**Exercise text**
This code takes about two seconds because the one-second guardrail and the two-second agent overlap.

Guardrail blocks

There's still one problem with our code.

If the guardrail blocks the request, run_in_parallel returns the block message. But the agent task will keep running even though we won't use its answer.

So we need to cancel the agent task when the guardrail blocks.

Let's create a different fake guardrail:

async def fake_blocking_guardrail(question: str) -> GuardrailDecision:
    print("[guardrail] start")
    await asyncio.sleep(1)
    print("[guardrail] block")

    return GuardrailDecision(
        reasoning="The question is off topic.",
        fail=True,
    )

We'll use the same code, but switch to the blocking guardrail:

async def run_in_parallel_blocking(question: str) -> str:
    guardrail_task = asyncio.create_task(fake_blocking_guardrail(question))
    agent_task = asyncio.create_task(fake_agent(question))

    decision = await guardrail_task

    if decision.fail:
        return f"[INPUT BLOCKED] {decision.reasoning}"

    answer = await agent_task
    return answer

Run it:

await run_in_parallel_blocking("hello")

Even though the guardrail blocks the request, the agent task still continues and prints [agent] done.

Task cancellation

To stop the agent task, we use the cancel() method on the task:

guardrail_task = asyncio.create_task(fake_blocking_guardrail("hello"))
agent_task = asyncio.create_task(fake_agent("hello"))

decision = await guardrail_task

if decision.fail:
    agent_task.cancel()
    print("[agent] cancellation requested")

cancel() requests cancellation from the event loop.

If the task is already waiting at an await, Python raises asyncio.CancelledError, so the task can stop right away.

If the task is running, cancellation can't interrupt it. Python can raise asyncio.CancelledError only when the task reaches the next await.

When the waiting task is interrupted, Python doesn't throw it away. The event loop resumes the task only to deliver asyncio.CancelledError.

That's why, after cancelling, we still have to await on it and process the exception:

guardrail_task = asyncio.create_task(fake_blocking_guardrail("hello"))
agent_task = asyncio.create_task(fake_agent("hello"))

decision = await guardrail_task

if decision.fail:
    agent_task.cancel()
    print("[agent] cancellation requested")

    try:
        await agent_task
    except asyncio.CancelledError:
        print("[agent] cancelled")

In our fake agent, the flow is:

  1. The agent task starts running.
  2. It reaches await asyncio.sleep(2) and moves to the waiting state.
  3. The guardrail is triggered, so we call agent_task.cancel().
  4. The sleep is interrupted.
  5. The event loop resumes the task to deliver the exception.
  6. Python raises asyncio.CancelledError at that await.
  7. The agent task moves to the cancelled state.
  8. await agent_task raises asyncio.CancelledError in our runner.
  9. We catch the exception and print [agent] cancelled.

Run guardrail with cancellation

Put this together in a function:

async def run_with_cancellation(question: str) -> str:
    guardrail_task = asyncio.create_task(fake_blocking_guardrail(question))

**What to work on**
1. Answer these questions using the asyncio cancellation text.
(a) How many seconds does fake_blocking_guardrail sleep before it prints "[guardrail] block"?
(b) According to the text, what does cancel() request?
(c) If a task is running when it is cancelled, at what point can Python raise asyncio.CancelledError?
2. Carry on with the text on cancelling the agent task from the point where it stops.
The material plays no part in this exercise.

**The data**
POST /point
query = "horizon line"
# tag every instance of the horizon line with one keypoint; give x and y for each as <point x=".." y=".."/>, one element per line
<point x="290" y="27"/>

**Activity answers**
1.
(a) One second.
(b) It requests cancellation from the event loop.
(c) Only when the task reaches the next await.

2.
    agent_task = asyncio.create_task(fake_agent(question))

    decision = await guardrail_task

    if decision.fail:
        agent_task.cancel()

        try:
            await agent_task
        except asyncio.CancelledError:
            print("[agent] cancelled")

        return f"[INPUT BLOCKED] {decision.reasoning}"

    answer = await agent_task
    return answer

Run it:

await run_with_cancellation("hello")

We now have the cancellation behavior we want.

The guardrail decision stops the FAQ agent before it finishes work the user will never see.

Update the runner

Use the cancellation logic in the guarded agent class.

First test the concurrent wrapper in the notebook:

import asyncio
from guardrails import InputGuardrail

class GuardedAgent(RunnableAgent):
    def __init__(
        self,
        agent: RunnableAgent,
        input_guardrails: list[InputGuardrail] | None = None,
    ):
        self.agent = agent
        self.input_guardrails = input_guardrails or []

    async def run(self, question: str) -> str:
        guardrail_tasks = [
            asyncio.create_task(guardrail.check_input(question))
            for guardrail in self.input_guardrails
        ]
        agent_task = asyncio.create_task(self.agent.run(question))

        for task in asyncio.as_completed(guardrail_tasks):
            decision = await task

            if decision.fail:
                agent_task.cancel()

                try:
                    await agent_task
                except asyncio.CancelledError:
                    pass

                return f"[INPUT BLOCKED] {decision.reasoning}"

        return await agent_task

Create the concurrent guarded agent:

from guardrails import GuardedAgent

guarded_agent = GuardedAgent(
    agent=agent,
    input_guardrails=[topic_guardrail],
)

The guarded agent starts the FAQ agent and topic guardrail together. If the guardrail passes, it returns the agent answer. If the guardrail blocks, it cancels the agent task and returns the block message.

After this works, replace the sequential GuardedAgent in guardrails.py with this concurrent version and add asyncio to that file's imports. Then import the class back into the notebook. Autoreload picks up later edits to the file.

Exercise

Run the concurrent guarded runner with two questions:

  • How do I set up Docker for the course?
  • Can you recommend a pizza recipe?

For the off-topic question, confirm that the runner returns the block message.

Next we add output guardrails. Those checks run after the FAQ agent answers, before the user sees the response.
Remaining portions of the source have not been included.